• **What you need to do**
Each entry should be quoted word for word, including every mark of punctuation.

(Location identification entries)
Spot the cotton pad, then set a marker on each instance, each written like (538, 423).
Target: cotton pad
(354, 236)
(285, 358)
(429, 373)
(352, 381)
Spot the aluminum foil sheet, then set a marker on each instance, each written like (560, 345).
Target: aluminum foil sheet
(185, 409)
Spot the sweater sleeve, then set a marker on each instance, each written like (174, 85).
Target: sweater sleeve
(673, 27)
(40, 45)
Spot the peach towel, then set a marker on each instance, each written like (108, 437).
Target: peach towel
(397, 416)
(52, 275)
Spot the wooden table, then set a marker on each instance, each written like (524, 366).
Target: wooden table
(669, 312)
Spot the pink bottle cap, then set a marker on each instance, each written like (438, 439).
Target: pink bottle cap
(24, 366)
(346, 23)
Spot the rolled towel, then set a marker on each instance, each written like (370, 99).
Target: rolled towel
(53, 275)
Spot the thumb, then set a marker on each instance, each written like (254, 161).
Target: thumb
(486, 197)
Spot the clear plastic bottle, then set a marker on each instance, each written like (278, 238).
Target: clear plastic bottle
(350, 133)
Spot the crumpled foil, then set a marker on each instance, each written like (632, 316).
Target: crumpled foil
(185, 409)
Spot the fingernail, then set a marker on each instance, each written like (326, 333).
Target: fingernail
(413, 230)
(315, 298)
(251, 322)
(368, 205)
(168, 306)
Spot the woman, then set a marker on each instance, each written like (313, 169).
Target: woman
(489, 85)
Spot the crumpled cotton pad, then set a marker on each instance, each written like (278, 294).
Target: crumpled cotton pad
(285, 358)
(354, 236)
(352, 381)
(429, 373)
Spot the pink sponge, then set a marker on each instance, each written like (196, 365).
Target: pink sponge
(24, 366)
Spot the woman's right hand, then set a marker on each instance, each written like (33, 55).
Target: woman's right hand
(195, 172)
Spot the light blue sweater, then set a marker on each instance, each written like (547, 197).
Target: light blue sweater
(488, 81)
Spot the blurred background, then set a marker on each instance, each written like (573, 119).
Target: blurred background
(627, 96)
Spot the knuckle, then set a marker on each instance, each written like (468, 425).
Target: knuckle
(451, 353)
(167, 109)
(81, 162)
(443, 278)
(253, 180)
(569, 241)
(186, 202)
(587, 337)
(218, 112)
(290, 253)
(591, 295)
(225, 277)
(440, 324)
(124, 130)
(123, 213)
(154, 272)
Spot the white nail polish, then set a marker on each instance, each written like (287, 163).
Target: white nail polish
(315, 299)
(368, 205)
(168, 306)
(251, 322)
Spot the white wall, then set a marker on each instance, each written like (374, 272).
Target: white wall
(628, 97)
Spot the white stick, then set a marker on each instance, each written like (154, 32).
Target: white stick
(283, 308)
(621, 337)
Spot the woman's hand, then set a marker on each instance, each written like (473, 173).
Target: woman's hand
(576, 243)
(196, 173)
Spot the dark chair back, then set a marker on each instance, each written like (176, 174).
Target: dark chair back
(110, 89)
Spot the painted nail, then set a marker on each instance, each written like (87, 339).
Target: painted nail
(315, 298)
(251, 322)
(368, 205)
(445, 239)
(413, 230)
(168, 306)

• **Correct output**
Spot the cotton pad, then set a marker on each instance, each written like (538, 423).
Target: cotton pad
(354, 236)
(285, 358)
(429, 373)
(352, 381)
Spot the aluminum foil sheet, then set a marker on each instance, each written like (560, 345).
Target: aluminum foil sheet
(185, 409)
Spot the sweater sleeve, then set a marker on each instance, each written like (174, 85).
Target: sweater sleeve
(673, 27)
(40, 45)
Spot the peach towel, then set a marker on each instance, each written like (108, 437).
Target: peach towel
(397, 416)
(52, 275)
Spot the wooden table, then set a marker on each instance, each written like (524, 366).
Target: wooden table
(669, 312)
Spot the pink bottle cap, then set a marker on each instance, each written like (438, 439).
Target: pink bottle cap
(24, 366)
(346, 23)
Spot the rolled towel, then set a marker on each instance, each written like (370, 99).
Target: rolled towel
(53, 275)
Spot the thumb, then set a marker on each instance, each written like (254, 161).
Target: thumb
(486, 197)
Spot the clear plastic bottle, then set a marker on each instance, each written like (278, 238).
Target: clear plastic bottle
(350, 133)
Spot the crumpled foil, then set a marker on each instance, each written like (632, 316).
Target: crumpled foil
(185, 409)
Spot the fingernail, then set a marker on each instance, each written like (326, 333).
Target: fingernail
(413, 230)
(315, 298)
(251, 322)
(368, 205)
(168, 306)
Spot the woman, then set a marker on each instance, each written like (313, 169).
Target: woman
(489, 85)
Spot the crumpled cotton pad, then set a marker on each instance, each written like (278, 294).
Target: crumpled cotton pad
(285, 358)
(354, 236)
(352, 381)
(429, 373)
Spot the pink sponge, then set a marker on each instance, each written like (196, 365).
Target: pink sponge
(24, 366)
Spot the woman's right hand, then set a marker on each instance, each written like (33, 55).
Target: woman's right hand
(195, 172)
Spot the light blue sweater, then set a marker on each instance, each written like (547, 197).
Target: light blue sweater
(488, 81)
Spot the blurred background, then set a marker on each instance, each written like (573, 119).
Target: blurred background
(627, 96)
Spot the knuckle, then set a marker on each instance, each written like (468, 425).
Target: knuckle
(451, 353)
(167, 109)
(81, 162)
(443, 278)
(253, 180)
(569, 241)
(186, 202)
(587, 337)
(218, 112)
(290, 253)
(591, 295)
(225, 277)
(440, 324)
(124, 130)
(123, 213)
(154, 272)
Spot the white nail polish, then set a marker on each instance, each written like (287, 163).
Target: white nail polish
(315, 299)
(368, 205)
(168, 306)
(251, 322)
Spot the white wall, then set a marker on each instance, each written like (374, 272).
Target: white wall
(628, 97)
Spot the white stick, then set a marker on each instance, each written like (154, 32).
Target: white stick
(283, 308)
(621, 337)
Spot the woman's hand, then set a marker on each instance, each written like (473, 173).
Target: woman's hand
(576, 243)
(196, 173)
Spot the dark chair back, then set a marker on each instance, each written like (176, 174).
Target: dark chair back
(110, 89)
Spot the painted nail, then set a marker on each instance, each written like (87, 339).
Target: painted nail
(315, 298)
(251, 322)
(368, 205)
(445, 239)
(413, 230)
(168, 306)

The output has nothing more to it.